**Fragmento citado:**
# # # # #

Siempre me pareció que las piezas de Roger reflejaban estas paradojas con una lucidez, con un desencanto poético admirable. Que en suma demostraran con fuerza la ambivalencia, el componente venenoso inscrito en toda pretensión de performatividad del público.

Sorprendido como todos por la oleada del 15-M, y por el poderoso revival de los proyectos utópicos de democracia real que conllevaba; conscientes, también, de que aquello que se cuestionaba con más rabia era, a través de todo el movimiento, el efectivo de poder de representarnos de cuantos son llamados en los comicios a ser nuestros representantes en las instituciones (supuestamente) democráticas de Occidente, quisimos en Pendiente de voto poner  a la gente común en el escenario extraordinariamente performativo de una cámara de diputados, para que experimentaran su dimensión teatral (por ejemplo su perfil exquisitamente protocolario) representándose a si mismos en un contexto en el que a la vez se les concedía, de forma excepcional, aquello mismo que implícitamente reivindican en todos los ruedos del debate de base: ser los representantes “verdaderos”, “sinceros” e “íntegros” de la colectividad social. Un cuerpo político supuestamente emancipado de las ficciones y de las prestaciones (por no decir los engaños y corrupciones) que mueven el gran espectáculo de la liturgia parlamentaria.

Por un lado era fundamental evitar que, en el desarrollo de este experimento-apólogo sobre democracia, se fraguara un maniqueísmo algo facilón, basado en un rechazo incondicional del mecanismo político del voto parlamentario: nos interesaba que el público no sólo tocara con mano el carácter altamente teatral del dispositivo democrático, sino que también aprendiera a respetar sus módulos, por absurdos o quisquillosos que pudieran parecerle; por otro, nos interesaba que, puesto en la situación correcta, cada espectador fuera inducido a separar el juicio sobre los contenidos de la ficción parlamentaria del juicio sobre su formalismo, no ya para juzgar la forma “limpia” sin más, sino para entender que en su suciedad, en su ficcionalidad e hipocresía, esta forma no dejaba de ser la mejor aproximación a una interfaz performativa del ejercicio de las libertades democráticas elaborada hasta la fecha. De que en suma la extrema imperfección del sistema “representativo” encarnado por la maquinaria de la cámara (el ser tan malos “actores” de la voluntad colectiva) de nuestros representantes políticos, era de alguna manera estructural para la garantía de la democracia real, y que cualquier libre ciudadano, conducido a habitar la misma trituradora performativa, acabaría siendo un intérprete muy malo.

# # # # #

**Instrucciones de trabajo:**
[1] Según el fragmento sobre Pendiente de voto, ¿a quién se quiso poner en el escenario de una cámara de diputados?
[2] Escribe una continuación del fragmento sobre Pendiente de voto a partir de su última oración.
Las entradas que siguen al fragmento proceden de otra fuente.

**Entradas proporcionadas:**

# # # # #

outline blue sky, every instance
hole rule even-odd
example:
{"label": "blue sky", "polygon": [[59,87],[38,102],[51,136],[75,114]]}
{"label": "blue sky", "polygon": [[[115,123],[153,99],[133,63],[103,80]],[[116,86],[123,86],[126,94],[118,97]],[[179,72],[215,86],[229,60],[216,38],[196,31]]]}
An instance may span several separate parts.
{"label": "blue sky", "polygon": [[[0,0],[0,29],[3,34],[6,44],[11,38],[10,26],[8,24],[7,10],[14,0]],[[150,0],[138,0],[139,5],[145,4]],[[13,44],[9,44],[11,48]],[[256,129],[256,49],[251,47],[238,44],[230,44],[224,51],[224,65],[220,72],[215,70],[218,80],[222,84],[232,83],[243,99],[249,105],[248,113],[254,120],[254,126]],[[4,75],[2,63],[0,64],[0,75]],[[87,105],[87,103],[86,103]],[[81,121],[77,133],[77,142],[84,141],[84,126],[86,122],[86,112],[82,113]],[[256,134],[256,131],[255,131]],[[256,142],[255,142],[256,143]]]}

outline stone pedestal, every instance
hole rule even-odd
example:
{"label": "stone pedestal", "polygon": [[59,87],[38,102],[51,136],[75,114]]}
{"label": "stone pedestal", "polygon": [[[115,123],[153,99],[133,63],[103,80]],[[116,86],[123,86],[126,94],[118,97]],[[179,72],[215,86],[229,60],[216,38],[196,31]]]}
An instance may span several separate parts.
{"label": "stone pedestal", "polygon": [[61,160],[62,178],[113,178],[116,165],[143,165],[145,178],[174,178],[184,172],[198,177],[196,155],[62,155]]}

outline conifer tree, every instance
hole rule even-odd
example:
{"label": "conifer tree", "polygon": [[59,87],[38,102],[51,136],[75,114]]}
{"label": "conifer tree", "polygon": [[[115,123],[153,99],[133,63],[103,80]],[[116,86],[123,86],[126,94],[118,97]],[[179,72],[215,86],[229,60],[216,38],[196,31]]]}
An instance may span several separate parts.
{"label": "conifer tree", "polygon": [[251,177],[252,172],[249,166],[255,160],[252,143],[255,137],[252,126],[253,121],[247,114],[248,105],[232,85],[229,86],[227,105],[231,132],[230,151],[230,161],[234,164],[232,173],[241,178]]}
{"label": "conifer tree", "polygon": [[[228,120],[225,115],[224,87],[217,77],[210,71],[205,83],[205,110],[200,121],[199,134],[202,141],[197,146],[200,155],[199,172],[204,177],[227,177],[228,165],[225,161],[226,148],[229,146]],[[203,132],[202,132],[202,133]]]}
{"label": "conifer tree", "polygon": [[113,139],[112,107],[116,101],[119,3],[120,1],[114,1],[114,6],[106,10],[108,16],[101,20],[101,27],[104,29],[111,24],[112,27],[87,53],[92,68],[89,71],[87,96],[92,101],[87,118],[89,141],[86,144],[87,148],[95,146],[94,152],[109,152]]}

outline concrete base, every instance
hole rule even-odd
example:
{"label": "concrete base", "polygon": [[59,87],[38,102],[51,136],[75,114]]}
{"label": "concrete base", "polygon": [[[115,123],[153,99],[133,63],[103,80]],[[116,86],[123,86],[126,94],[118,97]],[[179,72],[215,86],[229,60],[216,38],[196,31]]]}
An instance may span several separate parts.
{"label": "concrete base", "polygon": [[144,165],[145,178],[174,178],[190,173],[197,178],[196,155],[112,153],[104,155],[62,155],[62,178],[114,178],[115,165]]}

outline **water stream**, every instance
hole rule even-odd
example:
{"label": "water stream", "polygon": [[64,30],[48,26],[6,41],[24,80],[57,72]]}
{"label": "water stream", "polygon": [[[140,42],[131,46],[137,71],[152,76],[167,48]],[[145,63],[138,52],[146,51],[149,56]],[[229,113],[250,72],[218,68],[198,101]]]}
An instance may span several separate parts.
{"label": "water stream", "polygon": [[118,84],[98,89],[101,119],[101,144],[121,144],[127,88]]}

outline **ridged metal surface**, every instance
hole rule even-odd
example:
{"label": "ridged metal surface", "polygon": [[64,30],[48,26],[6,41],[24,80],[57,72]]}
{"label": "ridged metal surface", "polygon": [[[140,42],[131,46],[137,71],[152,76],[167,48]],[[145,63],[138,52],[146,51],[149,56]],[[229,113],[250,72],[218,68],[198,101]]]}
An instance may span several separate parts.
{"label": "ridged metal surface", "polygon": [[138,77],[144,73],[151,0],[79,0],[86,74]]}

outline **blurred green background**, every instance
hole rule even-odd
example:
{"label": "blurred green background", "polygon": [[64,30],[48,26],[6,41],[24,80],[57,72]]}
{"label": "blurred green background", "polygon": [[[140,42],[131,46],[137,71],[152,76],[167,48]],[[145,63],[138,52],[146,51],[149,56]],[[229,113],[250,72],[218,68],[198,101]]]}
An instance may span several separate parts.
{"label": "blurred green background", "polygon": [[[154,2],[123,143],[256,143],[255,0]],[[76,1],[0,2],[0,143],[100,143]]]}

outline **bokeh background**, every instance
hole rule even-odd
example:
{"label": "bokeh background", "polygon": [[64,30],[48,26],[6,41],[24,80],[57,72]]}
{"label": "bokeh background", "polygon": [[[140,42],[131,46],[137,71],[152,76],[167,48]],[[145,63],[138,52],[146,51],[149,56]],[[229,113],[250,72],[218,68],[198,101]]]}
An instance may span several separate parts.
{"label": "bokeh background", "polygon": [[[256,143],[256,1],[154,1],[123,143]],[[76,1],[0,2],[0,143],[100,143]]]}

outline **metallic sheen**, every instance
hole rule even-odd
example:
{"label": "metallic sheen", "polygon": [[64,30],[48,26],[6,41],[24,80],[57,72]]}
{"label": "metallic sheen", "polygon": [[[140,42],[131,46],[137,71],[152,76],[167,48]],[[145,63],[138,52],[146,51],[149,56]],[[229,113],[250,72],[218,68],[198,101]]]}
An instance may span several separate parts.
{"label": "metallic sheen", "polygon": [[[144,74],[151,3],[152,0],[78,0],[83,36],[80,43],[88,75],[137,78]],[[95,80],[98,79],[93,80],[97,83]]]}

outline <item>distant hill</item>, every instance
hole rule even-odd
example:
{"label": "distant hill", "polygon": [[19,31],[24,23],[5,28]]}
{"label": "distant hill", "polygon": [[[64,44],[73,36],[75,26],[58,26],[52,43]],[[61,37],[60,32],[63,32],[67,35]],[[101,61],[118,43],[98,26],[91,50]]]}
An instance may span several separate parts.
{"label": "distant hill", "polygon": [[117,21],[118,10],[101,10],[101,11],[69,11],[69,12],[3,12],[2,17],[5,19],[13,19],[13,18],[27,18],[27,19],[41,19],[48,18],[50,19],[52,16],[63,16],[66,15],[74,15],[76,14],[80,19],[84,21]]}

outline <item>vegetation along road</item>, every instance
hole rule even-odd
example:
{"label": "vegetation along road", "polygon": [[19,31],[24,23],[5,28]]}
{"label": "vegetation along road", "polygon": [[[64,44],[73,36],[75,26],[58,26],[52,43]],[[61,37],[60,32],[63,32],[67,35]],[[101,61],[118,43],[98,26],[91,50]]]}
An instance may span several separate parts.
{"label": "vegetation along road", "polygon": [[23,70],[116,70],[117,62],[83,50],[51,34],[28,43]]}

# # # # #

**Resultados finales:**
[1] A la gente común.

[2]
Por esta razón, insistimos mucho desde el primer momento en que, aquí más que nunca, el público hallara en la pantalla, con sus propuestas de ley y su gestión estadística a distancia de los resultados del voto (efectuado por mando electrónico con unos chismes chinos cuya contabilización era confiada a un programa informático que fue creado adrede para el espectáculo), un interlocutor aparentemente impersonal; que cada espectador fuera abandonado, por así decirlo, en un espacio performativo bastante avacuado como para que, superadas las reticencias del inicio, aprendiera a leerse a si mismo y a leer a los demás espectadores como los únicos performers efectivos de la “sesión” en curso; y aprendiera a considerar que sus decisiones, tanto en lo protocolario (las reglas cambiantes y opcionales de gestión de la sesión) como en lo institucional (la agenda política esgrimida por las preguntas de la pantalla y los temas de debate) determinarían a la vez la calidad virtual de una supuesta sociedad en construcción, la calidad prestacional del micro-parlamento en curso, y la calidad “espectacular “de la velada: inútil decir que la tentación de orientar espectacularmente la propia presencia a espesas de la plausibilidad política (forjando por histrionismo una cámara potencialmente reaccionaria) era para muchos irresistible.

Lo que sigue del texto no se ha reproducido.